Each line from the one containing "Tag the bee" to the end of the records should be copied exactly, and no other line.

(Source data)
BEGIN
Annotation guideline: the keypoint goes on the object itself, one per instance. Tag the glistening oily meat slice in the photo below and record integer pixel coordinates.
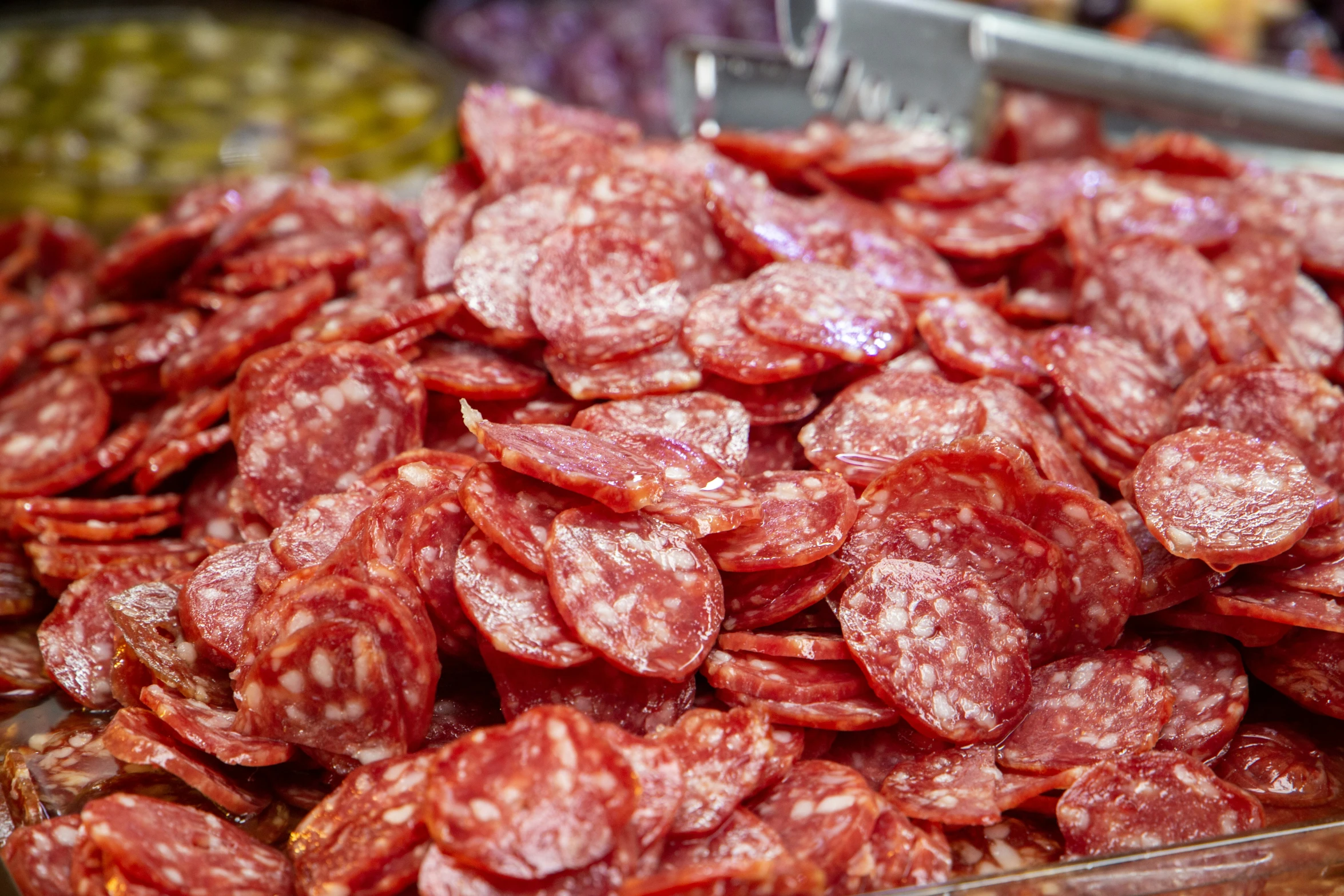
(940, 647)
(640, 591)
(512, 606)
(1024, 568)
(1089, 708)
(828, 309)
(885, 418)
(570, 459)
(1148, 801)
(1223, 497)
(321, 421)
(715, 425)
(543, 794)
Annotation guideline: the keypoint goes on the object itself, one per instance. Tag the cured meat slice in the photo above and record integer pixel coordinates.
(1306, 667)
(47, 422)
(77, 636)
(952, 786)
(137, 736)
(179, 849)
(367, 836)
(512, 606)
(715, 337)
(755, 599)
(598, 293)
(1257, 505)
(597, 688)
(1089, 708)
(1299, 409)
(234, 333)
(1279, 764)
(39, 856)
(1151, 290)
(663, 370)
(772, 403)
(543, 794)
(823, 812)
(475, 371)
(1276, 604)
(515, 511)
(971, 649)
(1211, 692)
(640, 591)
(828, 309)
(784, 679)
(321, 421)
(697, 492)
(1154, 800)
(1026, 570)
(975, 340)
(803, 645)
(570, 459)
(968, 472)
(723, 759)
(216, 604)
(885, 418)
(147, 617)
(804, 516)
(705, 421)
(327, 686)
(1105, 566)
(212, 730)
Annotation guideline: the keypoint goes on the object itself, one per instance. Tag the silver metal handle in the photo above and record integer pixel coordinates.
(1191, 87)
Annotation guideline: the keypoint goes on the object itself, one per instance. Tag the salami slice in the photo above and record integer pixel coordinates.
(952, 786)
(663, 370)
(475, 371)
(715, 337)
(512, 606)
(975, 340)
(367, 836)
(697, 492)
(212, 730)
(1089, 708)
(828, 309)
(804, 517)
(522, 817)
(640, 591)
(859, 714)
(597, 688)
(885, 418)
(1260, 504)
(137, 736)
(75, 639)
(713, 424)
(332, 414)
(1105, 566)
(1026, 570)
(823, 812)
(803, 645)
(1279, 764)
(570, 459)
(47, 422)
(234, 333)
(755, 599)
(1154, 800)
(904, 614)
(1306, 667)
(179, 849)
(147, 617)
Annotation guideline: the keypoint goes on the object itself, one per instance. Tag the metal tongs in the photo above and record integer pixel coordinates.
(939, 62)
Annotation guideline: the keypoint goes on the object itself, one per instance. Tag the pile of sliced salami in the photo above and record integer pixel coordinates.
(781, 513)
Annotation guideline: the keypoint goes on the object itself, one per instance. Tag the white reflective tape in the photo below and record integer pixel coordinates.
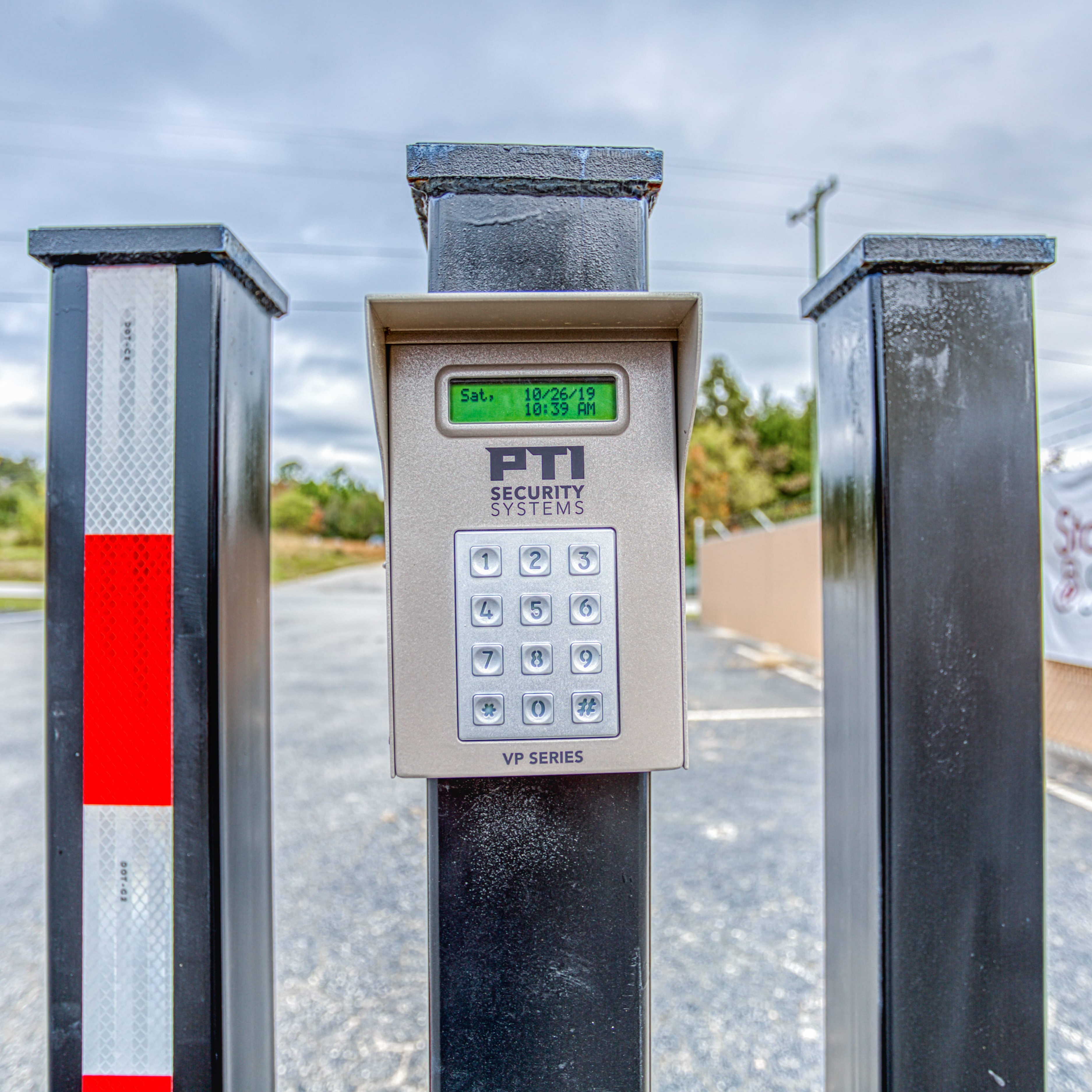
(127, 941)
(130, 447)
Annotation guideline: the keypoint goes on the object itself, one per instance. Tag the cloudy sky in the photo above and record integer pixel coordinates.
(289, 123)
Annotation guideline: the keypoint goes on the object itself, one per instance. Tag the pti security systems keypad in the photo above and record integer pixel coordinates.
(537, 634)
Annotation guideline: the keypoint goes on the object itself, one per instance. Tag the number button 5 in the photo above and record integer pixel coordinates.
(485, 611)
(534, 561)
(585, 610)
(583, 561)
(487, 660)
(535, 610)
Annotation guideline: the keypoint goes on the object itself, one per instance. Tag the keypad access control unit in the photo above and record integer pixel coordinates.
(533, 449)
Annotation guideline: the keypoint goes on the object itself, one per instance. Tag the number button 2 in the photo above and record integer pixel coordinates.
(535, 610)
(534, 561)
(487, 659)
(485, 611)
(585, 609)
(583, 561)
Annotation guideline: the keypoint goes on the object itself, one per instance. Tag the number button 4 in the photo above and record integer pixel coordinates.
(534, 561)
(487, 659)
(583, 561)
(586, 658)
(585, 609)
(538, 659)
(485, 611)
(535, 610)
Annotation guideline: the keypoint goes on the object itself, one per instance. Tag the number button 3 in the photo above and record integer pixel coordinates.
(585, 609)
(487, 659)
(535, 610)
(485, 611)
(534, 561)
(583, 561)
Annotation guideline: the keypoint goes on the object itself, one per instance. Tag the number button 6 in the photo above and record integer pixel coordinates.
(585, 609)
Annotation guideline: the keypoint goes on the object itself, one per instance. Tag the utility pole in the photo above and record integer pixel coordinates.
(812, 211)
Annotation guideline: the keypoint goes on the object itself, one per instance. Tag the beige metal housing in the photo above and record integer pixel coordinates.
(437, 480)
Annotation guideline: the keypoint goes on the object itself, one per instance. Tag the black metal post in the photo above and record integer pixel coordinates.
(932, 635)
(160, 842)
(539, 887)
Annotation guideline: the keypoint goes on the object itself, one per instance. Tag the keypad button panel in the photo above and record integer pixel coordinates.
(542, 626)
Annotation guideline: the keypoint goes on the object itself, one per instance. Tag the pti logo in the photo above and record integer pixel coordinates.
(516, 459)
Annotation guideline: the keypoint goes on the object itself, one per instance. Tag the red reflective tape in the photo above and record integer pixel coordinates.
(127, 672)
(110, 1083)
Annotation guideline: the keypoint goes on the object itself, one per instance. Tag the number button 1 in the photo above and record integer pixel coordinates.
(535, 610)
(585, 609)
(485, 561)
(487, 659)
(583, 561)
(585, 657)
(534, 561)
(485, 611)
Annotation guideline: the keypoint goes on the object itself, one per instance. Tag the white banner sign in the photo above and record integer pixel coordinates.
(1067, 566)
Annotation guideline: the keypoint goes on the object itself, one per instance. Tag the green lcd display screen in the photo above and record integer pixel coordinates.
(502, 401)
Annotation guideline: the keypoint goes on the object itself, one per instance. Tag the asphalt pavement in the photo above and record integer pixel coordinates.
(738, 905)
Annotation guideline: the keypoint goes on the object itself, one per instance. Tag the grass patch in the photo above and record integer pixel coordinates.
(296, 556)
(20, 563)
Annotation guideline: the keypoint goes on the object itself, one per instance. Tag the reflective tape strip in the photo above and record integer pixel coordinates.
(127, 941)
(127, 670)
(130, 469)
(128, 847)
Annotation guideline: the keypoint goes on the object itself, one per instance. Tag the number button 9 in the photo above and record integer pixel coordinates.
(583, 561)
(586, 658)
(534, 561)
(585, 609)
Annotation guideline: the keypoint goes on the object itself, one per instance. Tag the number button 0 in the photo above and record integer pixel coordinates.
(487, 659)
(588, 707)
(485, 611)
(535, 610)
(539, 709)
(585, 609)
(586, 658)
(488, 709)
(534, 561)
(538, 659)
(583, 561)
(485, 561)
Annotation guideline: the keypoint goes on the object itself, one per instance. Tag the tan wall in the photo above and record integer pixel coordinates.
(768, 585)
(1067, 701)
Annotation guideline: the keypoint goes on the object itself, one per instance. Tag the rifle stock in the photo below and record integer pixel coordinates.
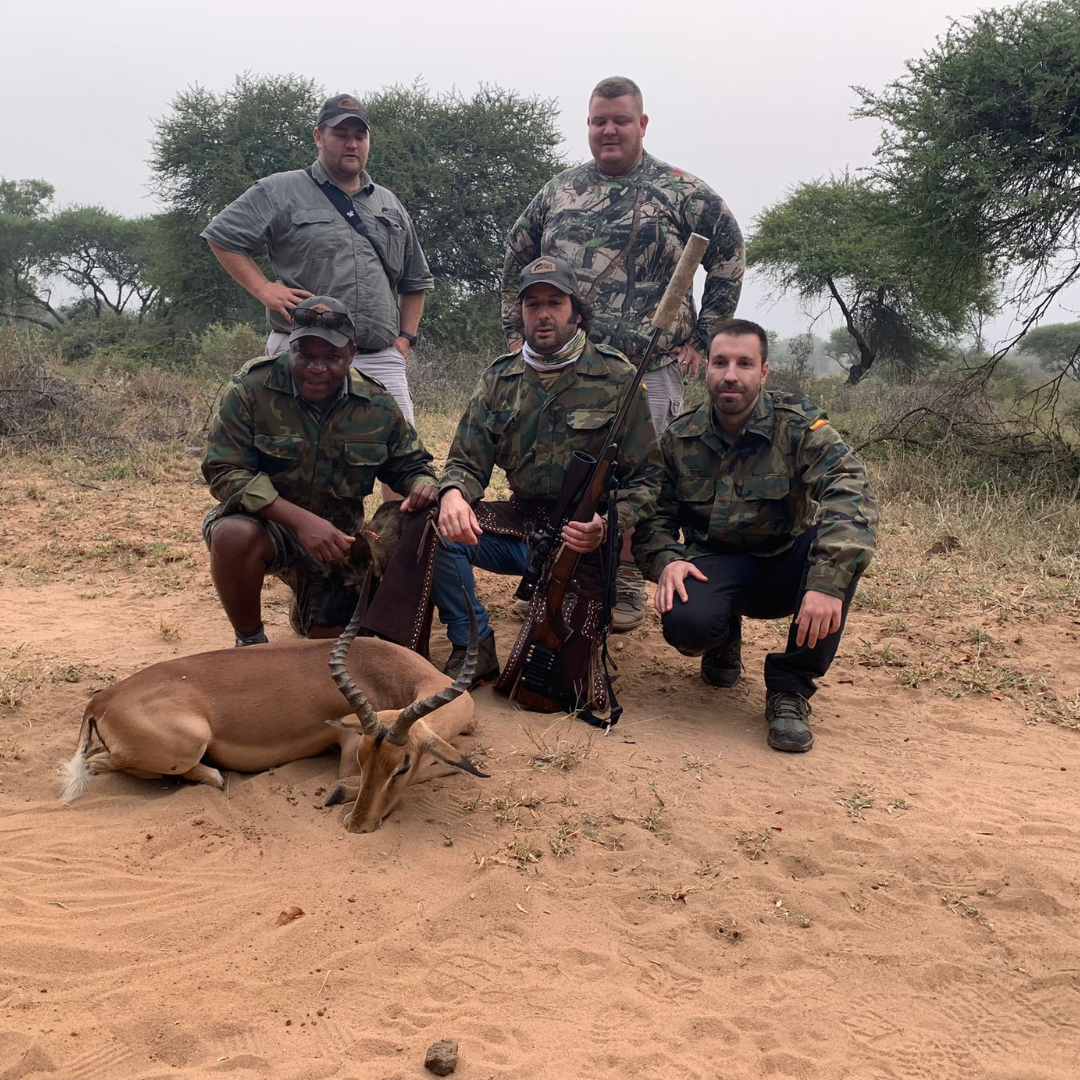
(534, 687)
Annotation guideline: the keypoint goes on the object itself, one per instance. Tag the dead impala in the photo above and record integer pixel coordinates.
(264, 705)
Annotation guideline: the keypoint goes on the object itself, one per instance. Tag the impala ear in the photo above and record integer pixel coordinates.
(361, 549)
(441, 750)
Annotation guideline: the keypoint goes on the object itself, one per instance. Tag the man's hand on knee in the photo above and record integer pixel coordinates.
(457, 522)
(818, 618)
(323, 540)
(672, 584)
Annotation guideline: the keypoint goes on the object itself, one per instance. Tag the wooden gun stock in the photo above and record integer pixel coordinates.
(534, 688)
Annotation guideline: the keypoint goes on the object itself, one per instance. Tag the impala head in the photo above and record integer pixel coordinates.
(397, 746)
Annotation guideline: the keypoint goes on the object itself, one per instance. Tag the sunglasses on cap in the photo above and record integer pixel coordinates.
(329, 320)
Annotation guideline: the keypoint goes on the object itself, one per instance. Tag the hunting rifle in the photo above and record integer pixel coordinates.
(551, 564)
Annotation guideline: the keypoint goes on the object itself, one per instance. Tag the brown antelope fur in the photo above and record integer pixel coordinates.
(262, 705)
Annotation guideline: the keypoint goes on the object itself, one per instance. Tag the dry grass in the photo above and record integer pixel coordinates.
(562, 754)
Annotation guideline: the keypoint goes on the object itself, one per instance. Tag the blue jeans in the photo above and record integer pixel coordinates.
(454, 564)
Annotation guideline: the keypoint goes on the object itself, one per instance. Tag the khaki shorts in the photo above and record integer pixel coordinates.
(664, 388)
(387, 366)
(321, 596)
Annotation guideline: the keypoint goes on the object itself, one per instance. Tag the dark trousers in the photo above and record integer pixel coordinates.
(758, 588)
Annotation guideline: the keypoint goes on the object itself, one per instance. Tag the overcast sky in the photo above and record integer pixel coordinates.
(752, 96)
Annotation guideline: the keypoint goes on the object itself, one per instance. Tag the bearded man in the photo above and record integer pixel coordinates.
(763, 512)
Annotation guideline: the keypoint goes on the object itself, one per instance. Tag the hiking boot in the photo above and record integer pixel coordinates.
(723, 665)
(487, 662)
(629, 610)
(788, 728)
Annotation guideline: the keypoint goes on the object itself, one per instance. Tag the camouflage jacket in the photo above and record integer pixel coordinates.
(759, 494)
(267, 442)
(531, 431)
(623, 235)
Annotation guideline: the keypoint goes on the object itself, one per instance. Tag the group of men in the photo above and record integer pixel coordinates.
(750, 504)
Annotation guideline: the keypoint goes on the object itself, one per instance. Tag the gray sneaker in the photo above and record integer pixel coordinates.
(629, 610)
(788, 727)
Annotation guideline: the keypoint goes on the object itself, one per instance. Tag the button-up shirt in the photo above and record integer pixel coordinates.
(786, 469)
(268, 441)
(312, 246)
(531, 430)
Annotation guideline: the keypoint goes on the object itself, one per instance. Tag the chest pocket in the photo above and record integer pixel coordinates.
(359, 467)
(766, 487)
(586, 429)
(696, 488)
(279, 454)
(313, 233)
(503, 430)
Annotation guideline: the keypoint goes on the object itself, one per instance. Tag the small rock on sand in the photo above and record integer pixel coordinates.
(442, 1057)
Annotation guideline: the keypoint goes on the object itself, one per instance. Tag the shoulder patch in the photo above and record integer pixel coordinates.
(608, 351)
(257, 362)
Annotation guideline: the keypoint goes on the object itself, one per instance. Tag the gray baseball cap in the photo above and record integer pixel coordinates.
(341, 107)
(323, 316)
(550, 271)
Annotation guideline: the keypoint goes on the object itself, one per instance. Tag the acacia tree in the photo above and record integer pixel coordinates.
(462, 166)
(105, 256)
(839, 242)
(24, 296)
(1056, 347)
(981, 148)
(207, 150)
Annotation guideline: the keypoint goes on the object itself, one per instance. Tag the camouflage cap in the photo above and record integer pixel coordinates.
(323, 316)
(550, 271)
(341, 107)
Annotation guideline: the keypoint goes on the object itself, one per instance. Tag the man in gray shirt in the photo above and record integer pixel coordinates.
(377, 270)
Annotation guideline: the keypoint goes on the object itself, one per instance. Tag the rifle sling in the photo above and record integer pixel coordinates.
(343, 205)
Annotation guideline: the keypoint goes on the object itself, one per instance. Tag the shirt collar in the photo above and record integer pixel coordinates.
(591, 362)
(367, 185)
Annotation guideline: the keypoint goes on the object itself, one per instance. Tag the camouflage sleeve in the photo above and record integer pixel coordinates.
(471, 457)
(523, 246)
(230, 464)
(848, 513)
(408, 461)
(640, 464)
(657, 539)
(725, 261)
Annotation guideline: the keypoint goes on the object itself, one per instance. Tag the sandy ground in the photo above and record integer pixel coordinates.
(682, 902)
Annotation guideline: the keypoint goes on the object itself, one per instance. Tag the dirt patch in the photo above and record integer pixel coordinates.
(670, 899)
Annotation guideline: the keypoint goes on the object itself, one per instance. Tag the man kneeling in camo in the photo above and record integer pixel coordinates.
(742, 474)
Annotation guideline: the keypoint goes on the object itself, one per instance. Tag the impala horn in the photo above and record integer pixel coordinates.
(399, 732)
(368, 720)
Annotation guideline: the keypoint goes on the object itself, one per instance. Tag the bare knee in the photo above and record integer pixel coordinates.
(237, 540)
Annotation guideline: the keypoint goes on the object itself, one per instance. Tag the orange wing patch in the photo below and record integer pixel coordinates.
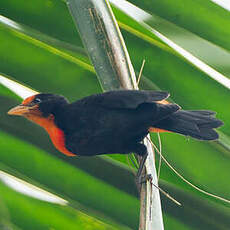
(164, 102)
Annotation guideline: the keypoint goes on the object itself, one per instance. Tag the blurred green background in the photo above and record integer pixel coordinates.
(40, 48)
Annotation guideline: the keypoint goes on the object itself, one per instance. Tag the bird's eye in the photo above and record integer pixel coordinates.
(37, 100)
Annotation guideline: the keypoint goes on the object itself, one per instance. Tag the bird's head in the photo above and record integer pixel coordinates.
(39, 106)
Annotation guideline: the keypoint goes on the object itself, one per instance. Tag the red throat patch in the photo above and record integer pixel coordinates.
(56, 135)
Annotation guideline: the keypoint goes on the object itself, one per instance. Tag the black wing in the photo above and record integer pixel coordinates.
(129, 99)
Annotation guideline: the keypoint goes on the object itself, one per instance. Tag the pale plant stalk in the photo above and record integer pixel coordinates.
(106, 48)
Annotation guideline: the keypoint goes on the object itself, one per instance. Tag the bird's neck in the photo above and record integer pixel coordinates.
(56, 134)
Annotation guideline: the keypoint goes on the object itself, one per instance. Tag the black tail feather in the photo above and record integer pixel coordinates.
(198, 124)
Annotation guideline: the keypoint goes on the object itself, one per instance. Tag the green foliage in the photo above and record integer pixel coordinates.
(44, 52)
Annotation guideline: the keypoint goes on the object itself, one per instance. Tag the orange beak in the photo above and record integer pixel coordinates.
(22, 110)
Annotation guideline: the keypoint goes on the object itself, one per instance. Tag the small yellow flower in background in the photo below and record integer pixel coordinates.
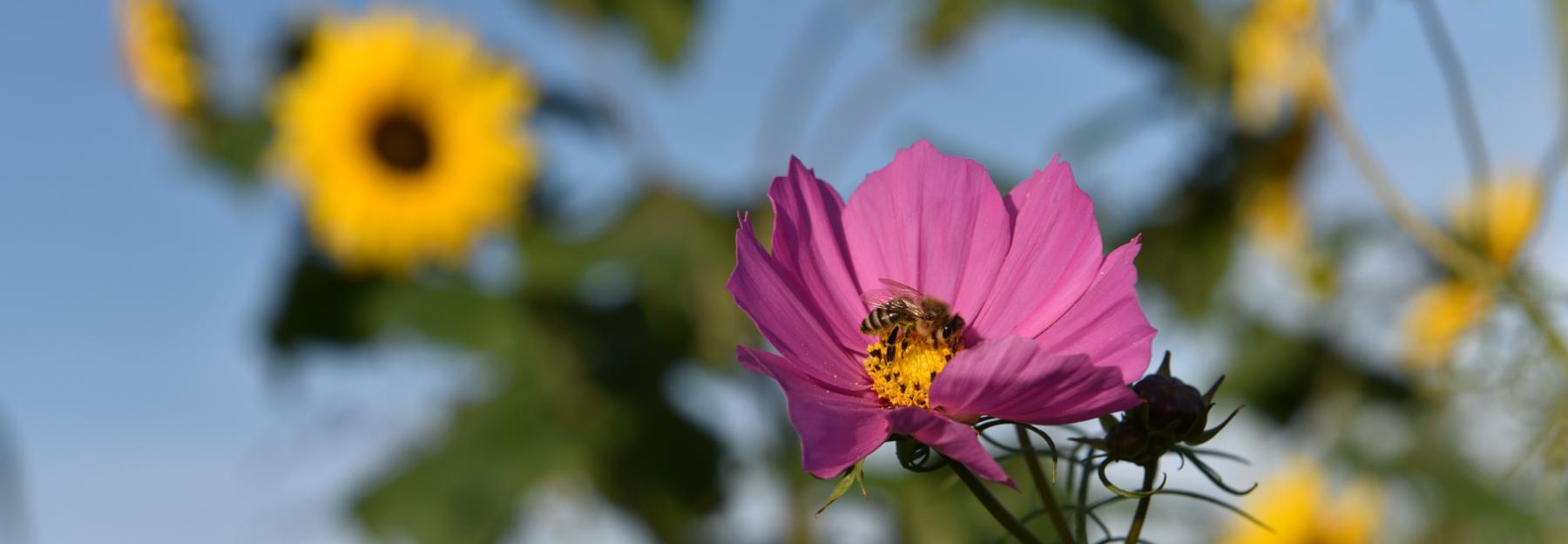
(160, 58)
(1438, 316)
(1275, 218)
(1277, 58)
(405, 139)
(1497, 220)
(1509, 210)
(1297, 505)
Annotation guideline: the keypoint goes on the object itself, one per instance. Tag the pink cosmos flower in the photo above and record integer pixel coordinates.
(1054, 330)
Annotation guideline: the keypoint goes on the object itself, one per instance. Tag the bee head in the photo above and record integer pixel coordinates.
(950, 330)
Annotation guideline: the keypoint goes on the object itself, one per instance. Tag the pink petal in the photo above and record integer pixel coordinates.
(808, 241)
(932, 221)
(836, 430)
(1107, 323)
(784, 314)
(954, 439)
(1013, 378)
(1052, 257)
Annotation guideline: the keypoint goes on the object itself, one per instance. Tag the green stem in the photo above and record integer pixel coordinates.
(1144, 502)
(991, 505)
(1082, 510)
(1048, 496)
END
◆ **EXPECTED ANSWER**:
Annotation guideline: the keypoint goes on the object itself, one per instance. Tag the bee head in the photo above and record integer pixel coordinates.
(950, 330)
Annotation guideline: the keypoint goes on the object itself, one per instance. Tag the pink petal in the photo above and record integer pixel coordinates.
(808, 241)
(932, 221)
(836, 430)
(1107, 323)
(784, 314)
(954, 439)
(1013, 378)
(1052, 257)
Annotation guideline: the keypoint goes on the object itself, one per instance. Tag the green stem in the photo above and record integer pixel coordinates.
(1144, 502)
(991, 505)
(1082, 510)
(1048, 496)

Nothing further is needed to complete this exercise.